◆ **TEXT SHOWN**
+-------+

Hu et al. (2019) introduced the STLF model based on the hybrid GA-Particle Swarm Optimization (PSO)-Back propagation Neural Network (BPNN) algorithm. The performances seem to be complex in case of unfilled production. Wu et al. (2019) developed an amalgamation process of generalized regression neural network (GRNN). This approach contains a sorting that depends on a non-dominated sorting based multi-objective cuckoo search algorithm (NSMOCS) for STLF. This approach provides only less information about the characteristics as well as noise clean processes in short term load forecasting.

Peng et al. (2020) developed a novel ensemble approach and the wavelet soft threshold denoising (WSTD) approach along with the gated recurrent unit (GRU) concentrates more on filtering the redundant information from the raw data. Moreover, this approach provides better accuracy rate value with very high forecasting speed. This approach failed to track the computational complexity rate. Jiang et al. (2019) developed a multi-objective salp swarm optimization interval production process for designing a wind power forecasting model. Moreover, this approach fails to consider the troubles regarding atmospheric conditions. Also, this approach has a very high implementation cost. Zhang et al. (2019) introduced a chaotic search-harmony search-simulated annealing (CS–HS–SA) method to solve the STLF analysis. This approach also requires an examination procedure to gather more amount of information during training processes. Somu and Ramamritham (2020) proposed ISCOA-LSTM to analyze the load forecasting problem. This method failed to consider forecasting of real-time data characteristics. Hazra et al. (2019) developed GOA for load forecasting problems in the network. This method was acceptable to obtain the trapped solution of the local optimum. The overall performances of existing methods are reviewed in Table 1. From the above investigation, it was well distinguished that the Deep Learning method has several inconvenience issues that create a drawback in some approaches. The distribution of load forecasting is associated with tractability problem as well as contingent upon the number of situations. In order to overcome several technical issues such as forecasting of non-linear load, internal noise, and complex time-series data, computational complexity etc. the proposed system is structured.

+-------+

Pointing records
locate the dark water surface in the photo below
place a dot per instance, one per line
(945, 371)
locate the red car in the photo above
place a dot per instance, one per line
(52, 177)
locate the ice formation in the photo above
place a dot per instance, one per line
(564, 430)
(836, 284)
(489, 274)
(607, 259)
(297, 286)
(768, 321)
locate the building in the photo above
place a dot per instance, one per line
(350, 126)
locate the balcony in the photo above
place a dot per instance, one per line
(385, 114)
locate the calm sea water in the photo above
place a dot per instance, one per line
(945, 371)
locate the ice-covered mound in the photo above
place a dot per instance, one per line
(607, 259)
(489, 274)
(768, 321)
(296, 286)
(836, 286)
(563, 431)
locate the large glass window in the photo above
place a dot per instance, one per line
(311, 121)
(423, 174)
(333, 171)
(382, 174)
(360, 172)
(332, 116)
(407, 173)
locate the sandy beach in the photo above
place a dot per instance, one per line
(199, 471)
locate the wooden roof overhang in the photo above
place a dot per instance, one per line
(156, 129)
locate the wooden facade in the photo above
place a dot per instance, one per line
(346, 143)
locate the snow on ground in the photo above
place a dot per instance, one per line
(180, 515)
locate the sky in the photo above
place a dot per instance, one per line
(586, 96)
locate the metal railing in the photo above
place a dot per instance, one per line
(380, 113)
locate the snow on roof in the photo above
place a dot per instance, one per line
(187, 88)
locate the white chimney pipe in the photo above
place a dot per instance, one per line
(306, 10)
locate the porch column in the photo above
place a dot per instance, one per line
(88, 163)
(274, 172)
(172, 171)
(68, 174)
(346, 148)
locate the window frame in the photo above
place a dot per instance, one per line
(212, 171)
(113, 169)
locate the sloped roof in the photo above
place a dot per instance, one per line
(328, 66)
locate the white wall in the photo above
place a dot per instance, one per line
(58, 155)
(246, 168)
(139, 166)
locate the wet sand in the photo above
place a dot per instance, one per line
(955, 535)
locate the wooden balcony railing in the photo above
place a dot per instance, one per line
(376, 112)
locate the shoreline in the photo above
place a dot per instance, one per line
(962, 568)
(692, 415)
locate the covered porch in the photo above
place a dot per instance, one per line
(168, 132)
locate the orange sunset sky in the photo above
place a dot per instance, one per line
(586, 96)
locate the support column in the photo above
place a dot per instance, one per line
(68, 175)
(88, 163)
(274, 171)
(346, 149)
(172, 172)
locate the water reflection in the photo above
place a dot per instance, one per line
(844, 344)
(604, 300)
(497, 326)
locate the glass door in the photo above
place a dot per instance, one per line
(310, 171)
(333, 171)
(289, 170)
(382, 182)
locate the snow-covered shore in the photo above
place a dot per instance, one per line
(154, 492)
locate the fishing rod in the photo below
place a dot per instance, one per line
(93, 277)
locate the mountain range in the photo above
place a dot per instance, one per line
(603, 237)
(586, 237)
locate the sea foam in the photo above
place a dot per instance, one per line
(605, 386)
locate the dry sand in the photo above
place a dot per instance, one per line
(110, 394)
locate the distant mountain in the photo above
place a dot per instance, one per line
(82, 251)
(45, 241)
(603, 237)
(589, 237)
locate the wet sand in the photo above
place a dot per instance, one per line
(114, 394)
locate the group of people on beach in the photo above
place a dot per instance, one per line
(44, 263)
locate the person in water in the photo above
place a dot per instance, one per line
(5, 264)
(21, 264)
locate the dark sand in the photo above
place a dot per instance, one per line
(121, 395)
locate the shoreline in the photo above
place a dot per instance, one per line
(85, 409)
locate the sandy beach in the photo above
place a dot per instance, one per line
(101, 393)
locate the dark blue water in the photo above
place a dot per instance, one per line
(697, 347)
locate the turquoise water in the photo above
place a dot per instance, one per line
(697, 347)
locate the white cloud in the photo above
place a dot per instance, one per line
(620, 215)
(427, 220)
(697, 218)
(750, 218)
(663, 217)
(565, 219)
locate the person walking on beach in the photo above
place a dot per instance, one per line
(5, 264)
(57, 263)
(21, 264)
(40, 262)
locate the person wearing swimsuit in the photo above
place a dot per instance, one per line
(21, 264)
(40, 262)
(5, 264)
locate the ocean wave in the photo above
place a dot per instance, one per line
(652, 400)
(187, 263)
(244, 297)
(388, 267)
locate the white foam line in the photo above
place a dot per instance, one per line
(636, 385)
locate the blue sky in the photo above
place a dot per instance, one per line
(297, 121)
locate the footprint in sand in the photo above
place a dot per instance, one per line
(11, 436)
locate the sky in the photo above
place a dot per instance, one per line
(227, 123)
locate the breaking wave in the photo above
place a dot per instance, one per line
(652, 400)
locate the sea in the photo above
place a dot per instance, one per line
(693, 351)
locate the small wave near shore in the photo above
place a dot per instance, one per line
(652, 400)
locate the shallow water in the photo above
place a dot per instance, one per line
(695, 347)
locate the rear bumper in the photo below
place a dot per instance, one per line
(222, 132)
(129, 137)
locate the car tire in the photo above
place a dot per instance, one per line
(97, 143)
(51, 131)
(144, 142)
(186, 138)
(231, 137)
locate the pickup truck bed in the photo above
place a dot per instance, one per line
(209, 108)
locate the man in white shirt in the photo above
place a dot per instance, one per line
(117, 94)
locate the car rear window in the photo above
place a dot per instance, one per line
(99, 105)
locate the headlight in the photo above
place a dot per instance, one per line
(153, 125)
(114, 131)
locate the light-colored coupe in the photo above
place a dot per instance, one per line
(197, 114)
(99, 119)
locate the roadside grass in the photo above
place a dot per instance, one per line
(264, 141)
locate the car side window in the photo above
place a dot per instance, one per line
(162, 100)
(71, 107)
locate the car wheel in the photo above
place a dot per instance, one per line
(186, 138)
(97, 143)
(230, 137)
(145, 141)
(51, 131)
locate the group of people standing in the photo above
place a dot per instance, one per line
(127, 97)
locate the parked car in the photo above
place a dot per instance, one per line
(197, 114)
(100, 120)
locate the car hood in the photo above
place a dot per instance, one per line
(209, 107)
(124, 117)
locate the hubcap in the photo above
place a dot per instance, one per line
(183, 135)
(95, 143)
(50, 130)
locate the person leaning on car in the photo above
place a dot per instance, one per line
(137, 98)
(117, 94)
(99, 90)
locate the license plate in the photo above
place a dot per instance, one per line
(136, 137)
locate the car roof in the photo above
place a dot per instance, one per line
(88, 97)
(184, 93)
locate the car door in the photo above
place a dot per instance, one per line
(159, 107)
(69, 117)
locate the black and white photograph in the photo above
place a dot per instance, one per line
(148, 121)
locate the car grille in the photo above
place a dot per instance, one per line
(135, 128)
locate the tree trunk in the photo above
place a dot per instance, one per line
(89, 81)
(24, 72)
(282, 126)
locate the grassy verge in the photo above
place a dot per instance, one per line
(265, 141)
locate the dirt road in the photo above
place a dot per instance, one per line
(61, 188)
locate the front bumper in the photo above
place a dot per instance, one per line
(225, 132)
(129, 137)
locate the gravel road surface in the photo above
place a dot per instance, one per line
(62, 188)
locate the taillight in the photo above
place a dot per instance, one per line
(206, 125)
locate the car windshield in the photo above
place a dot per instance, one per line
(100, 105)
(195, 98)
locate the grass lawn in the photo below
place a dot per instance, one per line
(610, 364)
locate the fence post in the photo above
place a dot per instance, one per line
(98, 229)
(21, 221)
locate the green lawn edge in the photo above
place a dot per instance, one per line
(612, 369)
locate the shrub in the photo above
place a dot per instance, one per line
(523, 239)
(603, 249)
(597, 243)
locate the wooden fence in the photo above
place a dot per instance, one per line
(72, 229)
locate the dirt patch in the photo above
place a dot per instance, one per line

+-------+

◆ **SET TASKS**
A. Reproduce the part of the load forecasting review from "Hu et al. (2019)" up to and including "term load forecasting.".
B. Continue the load forecasting review from the point where it stops.

◆ **OUTPUTS FOR THE TASKS**
A.
Hu et al. (2019) introduced the STLF model based on the hybrid GA-Particle Swarm Optimization (PSO)-Back propagation Neural Network (BPNN) algorithm. The performances seem to be complex in case of unfilled production. Wu et al. (2019) developed an amalgamation process of generalized regression neural network (GRNN). This approach contains a sorting that depends on a non-dominated sorting based multi-objective cuckoo search algorithm (NSMOCS) for STLF. This approach provides only less information about the characteristics as well as noise clean processes in short term load forecasting.

B.
Table 1 Summarization of existing methods

3 Background information on DNN and CSO

3.1 Description of DNN

Generally, the neural networks are having the ability to find out the complex togetherness regarding the patterns of input and the objective for the detection. For analysis of the load forecasting problem, the efficient solution is the DNN of the system. The output of the DNN should be in linear or nonlinear based on the input data. This input data can also be considered as the output of previously designed DNN. The organization of the neural network within the range can be obtained by the effective use of input–output data. The feedback can also be used to improve the performance of the complete work (Fan et al. 2019). In the proposed methodology, the DNN is utilized to attain the prediction process in the system. Subsequently, the DNN approach combines the multiple perceptions of traditional layers and the current pre-training established approach. The structure of the DNN network is illustrated in Fig. 1.

Fig. 1

Structure of DNN

The autoencoder in DNN has two parts such as encoder and decoder operation. In the encoder, the operation states transfer the space high dimensional change of input data to space low dimensional change of that input data. The function of decoder involves in reconstructing of input codes. Based on the autoencoder approach, the pre-training of the DNN is achieved and the load forecasting problem was solved.

3.2 Description of the CSO algorithm

The hierarchal CSO order depicts the behaviour of a chicken swarm which is optimized based on the foraging behaviour of birds. The chicken swarm was classified into numerous groups such as one rooster in each group, several chicks and many hens (Wang et al. 2019a, b, c). The steps involved in chicken swarm optimization are elucidated as follows.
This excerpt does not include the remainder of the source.